Instructions to follow: According to the blog post below about David Mills, where does a quote probably come from when no source is given for it?
** Start of Quoted passage **
The Write Fun Fluff and Witty Drivial of David Mills September 23, 2022

Are you looking for great practical ways to love others like Christ?

Are you looking for ways to think clearly about your faith?
Are you looking for great spiritual insight and encouragement on how to do this?

Let’s take a deep look into the mind of a Catholic writer who will help you achieve this goal as I highlight some of his best thoughts expressed in his very deep and Christological writings. Your learn some practical advice on some of the neglected aspects of Catholic faith.

Where I don’t quote a source it’s probably from Facebook or Twitter.

Here is The Write Fun Fluff and Witty Drivial of David Mills

Bearing Fruit

All you can do as a faithful Christian is work as well as you can, as honestly and lovingly and sacrificially and deeply as you can. You may well have a greater and more long-lasting effect than those who get more notice. And maybe you won’t. You can’t compare yourself to others, though we all want to. The Father gave you your work for a reason. Which may also be cold comfort. But it’s true. Just keep serving God with the gifts He’s given you. Even if all you hear are the crickets. God hears the minds and hearts being changed. Some day He’ll tell you.
David Mills, You Will Bear Fruit for God. You Just Might Not See It (August 20, 2020) The Stream

Befriending Others

How would I talk to the young mother with swastikas tattooed on her arms when I ran into her pushing her baby in a stroller down the street? What if her boyfriend bragged about going to D.C. and invading the Capitol? What if he was wearing a “Camp Auschwitz” T-shirt? And came over to borrow the lawnmower?
** End of Quoted passage **
** Start of Data shown **
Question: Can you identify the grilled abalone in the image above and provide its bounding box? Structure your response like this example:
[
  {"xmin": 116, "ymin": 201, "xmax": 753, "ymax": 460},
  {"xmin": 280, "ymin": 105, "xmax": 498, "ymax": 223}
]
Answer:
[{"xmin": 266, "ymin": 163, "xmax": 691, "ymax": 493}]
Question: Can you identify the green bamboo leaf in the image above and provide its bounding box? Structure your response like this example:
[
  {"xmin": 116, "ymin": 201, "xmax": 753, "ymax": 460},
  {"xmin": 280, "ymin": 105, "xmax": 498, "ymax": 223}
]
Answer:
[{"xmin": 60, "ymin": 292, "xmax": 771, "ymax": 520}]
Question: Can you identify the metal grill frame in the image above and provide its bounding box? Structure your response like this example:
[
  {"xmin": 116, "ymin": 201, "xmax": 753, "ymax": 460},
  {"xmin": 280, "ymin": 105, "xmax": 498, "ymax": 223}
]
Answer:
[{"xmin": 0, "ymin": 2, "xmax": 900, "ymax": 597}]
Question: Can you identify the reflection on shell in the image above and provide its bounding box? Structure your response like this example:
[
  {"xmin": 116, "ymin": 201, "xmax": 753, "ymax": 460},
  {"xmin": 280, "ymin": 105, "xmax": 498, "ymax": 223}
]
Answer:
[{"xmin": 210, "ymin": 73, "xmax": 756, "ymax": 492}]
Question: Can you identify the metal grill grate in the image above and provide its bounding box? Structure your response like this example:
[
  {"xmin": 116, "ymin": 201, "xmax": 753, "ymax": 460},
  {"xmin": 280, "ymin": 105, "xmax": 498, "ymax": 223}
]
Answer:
** End of Data shown **
Written response: Facebook or Twitter